**PROBLEM:** Print the listing below word for word, every line in its original order, with nothing added or left out.
>> START RAW DATA
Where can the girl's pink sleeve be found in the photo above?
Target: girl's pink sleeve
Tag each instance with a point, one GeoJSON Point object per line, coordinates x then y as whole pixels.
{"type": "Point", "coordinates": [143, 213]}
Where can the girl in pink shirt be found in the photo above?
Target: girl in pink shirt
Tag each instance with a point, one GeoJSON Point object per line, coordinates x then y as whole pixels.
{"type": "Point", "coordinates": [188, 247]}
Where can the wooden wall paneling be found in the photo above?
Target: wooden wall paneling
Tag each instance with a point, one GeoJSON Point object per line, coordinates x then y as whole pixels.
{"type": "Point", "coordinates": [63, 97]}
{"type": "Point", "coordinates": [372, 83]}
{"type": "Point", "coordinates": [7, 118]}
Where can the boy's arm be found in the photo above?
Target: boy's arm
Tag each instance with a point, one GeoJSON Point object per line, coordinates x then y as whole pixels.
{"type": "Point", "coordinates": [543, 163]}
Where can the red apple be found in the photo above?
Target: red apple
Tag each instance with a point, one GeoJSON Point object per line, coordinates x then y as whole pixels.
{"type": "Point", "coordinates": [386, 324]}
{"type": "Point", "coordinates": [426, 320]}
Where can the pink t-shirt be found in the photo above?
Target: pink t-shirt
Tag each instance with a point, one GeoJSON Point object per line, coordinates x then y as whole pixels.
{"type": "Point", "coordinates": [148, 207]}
>> END RAW DATA
**EXPECTED ANSWER:**
Where can the girl's pink sleeve be found in the photo above?
Target: girl's pink sleeve
Tag each instance with a point, one GeoJSON Point object per line, coordinates x then y as whole pixels.
{"type": "Point", "coordinates": [143, 213]}
Where can the girl in pink shirt be found in the photo above?
Target: girl in pink shirt
Tag each instance with a point, one GeoJSON Point object per line, coordinates x then y as whole pixels.
{"type": "Point", "coordinates": [188, 247]}
Where can the wooden wall paneling be found in the photo above?
Target: wooden wall paneling
Tag each instance with a point, one GeoJSON Point object per line, coordinates x then y as whole pixels.
{"type": "Point", "coordinates": [63, 97]}
{"type": "Point", "coordinates": [372, 83]}
{"type": "Point", "coordinates": [7, 118]}
Where can the boy's arm be found in the photo above?
Target: boy's arm
Tag each instance with a point, one GeoJSON Point object per line, coordinates x then y as whole pixels.
{"type": "Point", "coordinates": [543, 163]}
Where can the red apple be found in the photo above?
Target: red apple
Tag each instance with a point, one GeoJSON Point object per line, coordinates x then y as whole pixels.
{"type": "Point", "coordinates": [386, 324]}
{"type": "Point", "coordinates": [426, 320]}
Where can the pink t-shirt be found in the photo above?
Target: pink t-shirt
Tag each instance with a point, one GeoJSON Point object per line, coordinates x then y as whole pixels.
{"type": "Point", "coordinates": [148, 207]}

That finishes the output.